Aim – From the preface on telling stories with data, extract the passage between "August 8, 2022" and "things), or email.", inclusive, copying it word for word.

Text shown –
>>>>

Telling Stories with Data

Author

Rohan Alexander

Published

August 8, 2022

Preface

This is a working draft. Notes, concerns, suggestions, etc, would be appreciated via a GitHub pull request (minor typos and the like), creating a GitHub issue (more major things), or email.

This book will help you tell stories with data. It establishes a foundation on which you can build and share knowledge about an aspect of the world of interest to you based on data that you observe. Telling stories in small groups around a fire played a critical role in the development of humans and society (Wiessner 2014). Today our stories, based on data, can influence millions.

In this book we will explore, prod, push, manipulate, knead, and ultimately, try to understand the implications of, data. A variety of features drive the choices in this book.

The motto of the university from which I took my PhD is naturam primum cognoscere rerum or roughly ‘learn the first nature of things’. But the original quote continues temporis aeterni quoniam, or roughly ‘for eternal time’. We will do both of these things. I focus on tools, approaches, and workflows that enable you to establish lasting and reproducible knowledge.

When I talk of data in this book, it will typically be related to humans. Humans will be at the center of most of our stories, and we will tell social, cultural, and economic stories. In particular, throughout this book I will draw attention to inequity both in social phenomena and in data. Most data analysis reflects the world as it is. Many of the least well-off face a double burden in this regard: not only are they disadvantaged, but the extent is more difficult to measure. Respecting those whose data are in our dataset is a primary concern, and so is thinking of those who are systematically not in our dataset.

While data are often specific to various contexts and disciplines, the approaches used to understand them tend to be similar. Data are also increasingly global, with resources and opportunities available from a variety of sources. Hence, I draw on examples from many disciplines and geographies.

To become knowledge, our findings must be communicated to, understood, and trusted by other people. Scientific and economic progress can only be made by building on the work of others. And this is only possible if we can understand what they did. Similarly, if we are to create knowledge about the world, then we must enable others to understand precisely what we did, what we found, and how we went about our tasks. As such, in this book I will be particularly prescriptive about communication and reproducibility.

Improving the quality of quantitative work is an enormous challenge, yet it is the challenge of our time. Data are all around us, but there is little enduring knowledge being created. This book hopes to contribute, in some small way, to changing that.

<<<<

Available data –
>>>>

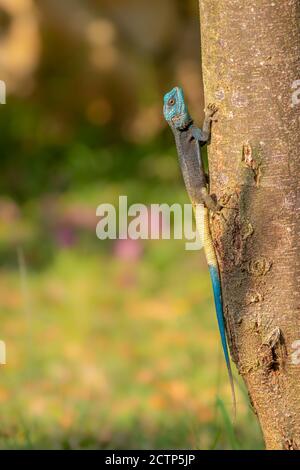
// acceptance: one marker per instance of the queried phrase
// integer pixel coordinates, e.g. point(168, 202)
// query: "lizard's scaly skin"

<<<<

Solved exercise –
August 8, 2022

Preface

This is a working draft. Notes, concerns, suggestions, etc, would be appreciated via a GitHub pull request (minor typos and the like), creating a GitHub issue (more major things), or email.